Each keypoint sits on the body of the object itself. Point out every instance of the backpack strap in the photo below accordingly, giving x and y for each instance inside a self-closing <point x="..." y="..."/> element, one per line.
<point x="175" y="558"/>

^^^^

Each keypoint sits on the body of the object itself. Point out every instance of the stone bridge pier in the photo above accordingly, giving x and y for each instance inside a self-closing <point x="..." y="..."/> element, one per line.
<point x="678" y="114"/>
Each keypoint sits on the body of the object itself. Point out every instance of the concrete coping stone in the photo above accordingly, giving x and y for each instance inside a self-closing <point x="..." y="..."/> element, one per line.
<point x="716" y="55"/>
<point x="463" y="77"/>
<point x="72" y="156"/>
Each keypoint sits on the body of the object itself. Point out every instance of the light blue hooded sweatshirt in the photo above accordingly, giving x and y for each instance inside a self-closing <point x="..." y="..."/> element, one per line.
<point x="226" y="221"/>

^^^^

The task - Gather all lines of the data above that contain the string "every", where uppercase and lowercase letters count as different.

Output for this task -
Each keypoint sits on the body of the object itself. Point out every instance of the backpack strap in the photo below accordingly, giving x and y for each instance inside a self-closing <point x="..." y="..."/> element, one per line.
Each keypoint sits on the body of the object itself. Point out every instance of the stone bridge pier in the photo above accordingly, giving x and y for each instance inside a self-closing <point x="..." y="..."/> element, one per line.
Each keypoint sits on the body of the object itself. Point out every instance of the concrete coping stone in the photo above accordingly, giving x and y for each instance inside a self-closing <point x="..." y="..."/> element, one per line.
Each keypoint sits on the body of the object itself. Point out every instance of the light blue hooded sweatshirt in the photo above accordingly, giving x and y for each instance inside a self-closing <point x="..." y="..."/> element, one per line.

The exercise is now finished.